_Problem description_
Please answer these questions about the For Pete's Sake! article:
1. Who edited the film?
2. Which Our Gang short in order of release was it?
3. What does the gang trade for the doll?

──────── Article ────────

- Directed by: Gus Meins
- Produced by: Hal Roach
- Starring: George McFarland Scotty Beckett Tommy Bond Wally Albright Matthew Beard Pete the Pup
- Cinematography: Francis Corby
- Edited by: Ray Snyder
- Music by: Marvin Hatley Leroy Shield
- Distributed by: Metro-Goldwyn-Mayer
- Release date: April 14, 1934;
- Running time: 17' 50"
- Country: United States
- Language: English

= For Pete's Sake! =

For Pete's Sake! is a 1934 Our Gang short comedy film directed by Gus Meins. It was the 127th Our Gang short to be released.

==Plot==
After Wally fills little Marianne's favorite doll with sawdust and gives it to her, neighborhood bully Leonard lassos it with a rope and swings it out in the street, where a passing truck crushes it. The gang then promises to purchase a new doll for the brokenhearted girl, as her big sister Jane comforts her.

Unfortunately, the kids have no money; but it doesn't dampen their spirits. They window shop for a doll at the local toy store, where Leonard's equally obnoxious father, who coincidentally owns the store, agrees to give the kids a doll if they will trade their beloved Pete the Pup for it. Balking at this proposition, the kids concoct a variety of moneymaking schemes, all of them doomed to failure. Tearfully, the gang surrenders and trades Pete for the doll. Pete does major damage to the store seconds later, and Leonard's father grabs the doll back, claiming compensation for damage to his store. But Pete's continued destruction convinces him to give the doll and the dog back to the gang. They then take the doll to a happy Marianne.

──────── Source data ────────

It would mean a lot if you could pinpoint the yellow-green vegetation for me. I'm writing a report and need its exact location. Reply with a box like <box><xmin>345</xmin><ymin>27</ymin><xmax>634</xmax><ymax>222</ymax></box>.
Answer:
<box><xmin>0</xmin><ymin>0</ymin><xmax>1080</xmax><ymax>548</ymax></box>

────────

_Task result_
1. Ray Snyder
2. The 127th
3. Pete the Pup